YOLOv8

YOLOv8 is a state-of-the-art, real-time model for perception tasks including object detection, tracking, segmentation, classification, and pose estimation.

YOLOv8 is pre-trained on the COCO dataset to perform object detection out of the box for 80 object classes. It offers various size options (nano/small/medium/large/extra-large) to apply to different use cases. Model size is proportional to accuracy and inversely proportional to inference time. Smaller models are appropriate for resource-constrained devices used in edge scenarios while larger models are useful where there’s less data.

https://media.githubusercontent.com/media/NVIDIA-ISAAC-ROS/.github/main/resources/isaac_ros_docs/concepts/object_detection/yolo8/yolov8_comparison.png/

Advantages of YOLOv8:

  • High speed and accuracy

  • Adaptable to different hardware platforms, from CPUs to GPUs and cloud

  • Offers developer-friendly features including easy CLI and Python packages

How YOLOv8 Works

A neural network uses multiple detection heads to resolve objects of different scales in an image. YOLOv8 has 3 detection heads that each look at the input image with a different stride. It outputs three feature maps at different scales - 80x80, 40x40 and 20x20.

* What to work on:
**A)** List every perception task that the YOLOv8 overview says the model performs.
**B)** Continue the YOLOv8 overview, carrying on from its last sentence.

* Data shown:

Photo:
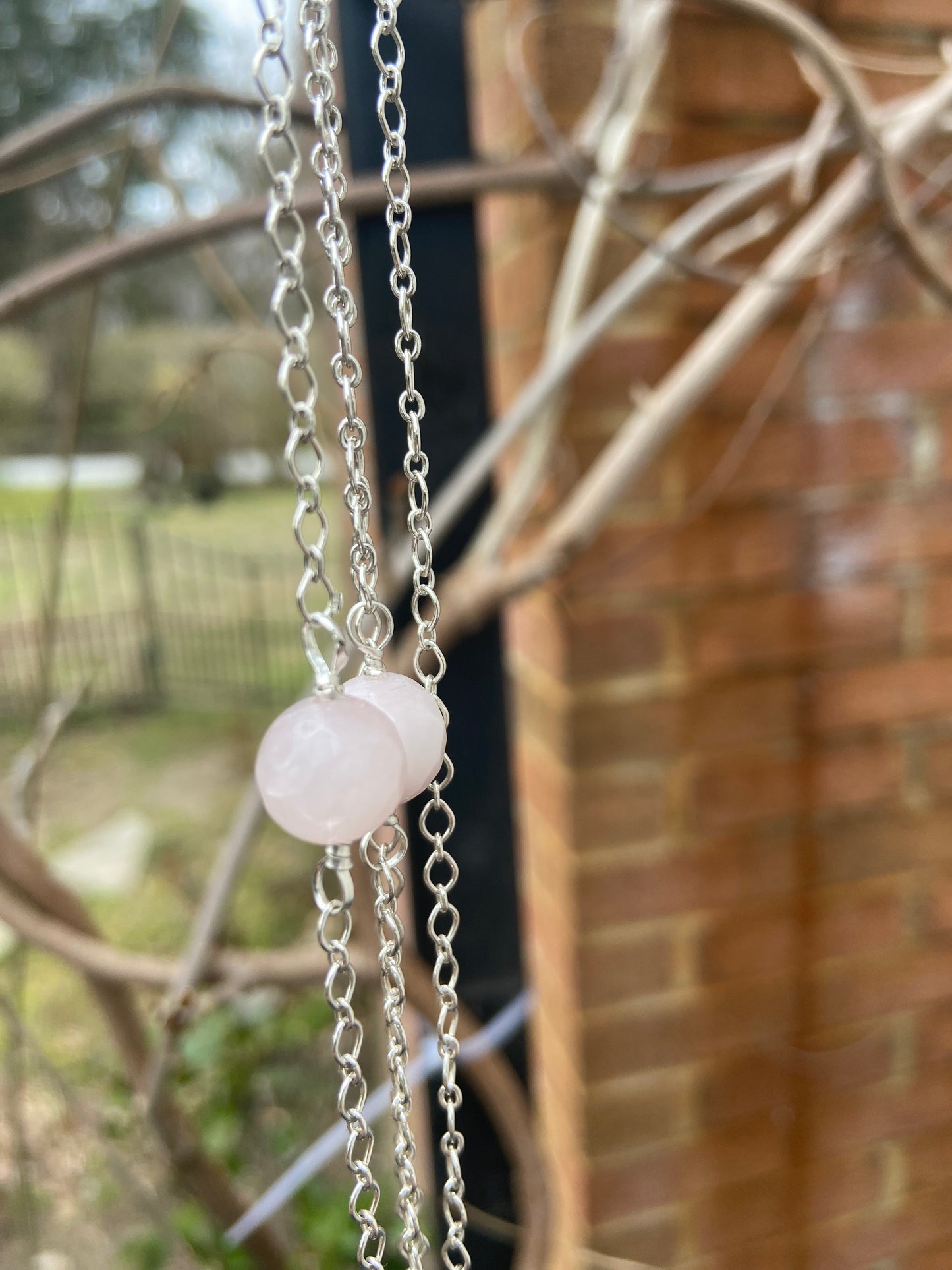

* Response list:
**A)** object detection, tracking, segmentation, classification, pose estimation

**B)**
YOLOv8 outputs a tensor of size (1, 8400, 84) for an input image. Here, 1 represents the batch size and 8400 represents output from the three feature maps - (80x80 + 40x40 + 20x20). 84 represents the bounding box and class probability information (bounding box ‘x’ coordinate, ‘y’ coordinate, height and width + 80 class probabilities). You can filter candidate detections based on the detection score during post processing.

YOLOv8 performs anchor-free detection, which means it predicts an object’s center directly instead of predicting the offset from an anchor box (visualization below). This speeds up the post processing step of Non-Maximum Suppression (NMS) by reducing the number of candidate predictions.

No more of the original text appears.